[Énoncé]: Modifiez, s'il vous plaît, tout le passage depuis la ligne contenant « Provide the outline of every instance of the forehead » jusqu'à la ligne contenant « 51], [209, 48]]] » en remplaçant « Logged » par « Recorded ». Le reste ne doit pas changer.

[Données de l'exercice]:
════════

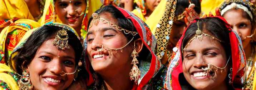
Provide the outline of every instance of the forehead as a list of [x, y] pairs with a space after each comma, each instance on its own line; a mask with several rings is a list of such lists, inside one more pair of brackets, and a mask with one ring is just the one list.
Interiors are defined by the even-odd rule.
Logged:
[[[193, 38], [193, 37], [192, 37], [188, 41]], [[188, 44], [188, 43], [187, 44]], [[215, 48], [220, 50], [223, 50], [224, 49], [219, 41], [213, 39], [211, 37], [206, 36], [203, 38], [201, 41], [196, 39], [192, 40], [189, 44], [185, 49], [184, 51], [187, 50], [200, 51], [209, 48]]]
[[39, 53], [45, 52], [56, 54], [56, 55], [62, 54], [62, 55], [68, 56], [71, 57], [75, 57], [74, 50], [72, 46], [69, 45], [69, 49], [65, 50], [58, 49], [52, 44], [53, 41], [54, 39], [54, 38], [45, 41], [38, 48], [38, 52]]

════════

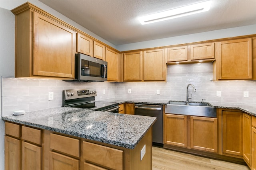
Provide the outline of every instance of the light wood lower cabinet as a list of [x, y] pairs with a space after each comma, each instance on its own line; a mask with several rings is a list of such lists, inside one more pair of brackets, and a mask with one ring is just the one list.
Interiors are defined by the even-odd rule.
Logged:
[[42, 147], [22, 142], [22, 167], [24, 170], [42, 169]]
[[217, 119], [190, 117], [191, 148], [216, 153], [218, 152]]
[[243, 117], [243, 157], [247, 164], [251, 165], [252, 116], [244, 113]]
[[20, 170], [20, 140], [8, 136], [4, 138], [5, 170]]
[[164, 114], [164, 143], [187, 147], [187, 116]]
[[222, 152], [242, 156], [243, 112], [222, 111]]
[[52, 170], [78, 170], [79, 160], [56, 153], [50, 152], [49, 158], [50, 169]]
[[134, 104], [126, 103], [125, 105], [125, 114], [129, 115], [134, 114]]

════════

[Résultat obtenu]:
Provide the outline of every instance of the forehead as a list of [x, y] pairs with a space after each comma, each instance on its own line; a mask with several rings is a list of such lists, inside one more pair of brackets, and a mask with one ring is just the one list.
Interiors are defined by the even-odd rule.
Recorded:
[[[193, 38], [193, 37], [192, 37], [188, 41]], [[188, 44], [188, 43], [187, 44]], [[215, 48], [220, 50], [223, 50], [224, 49], [219, 41], [213, 39], [211, 37], [206, 36], [203, 38], [201, 41], [196, 39], [192, 40], [189, 44], [185, 49], [184, 51], [187, 50], [200, 51], [209, 48]]]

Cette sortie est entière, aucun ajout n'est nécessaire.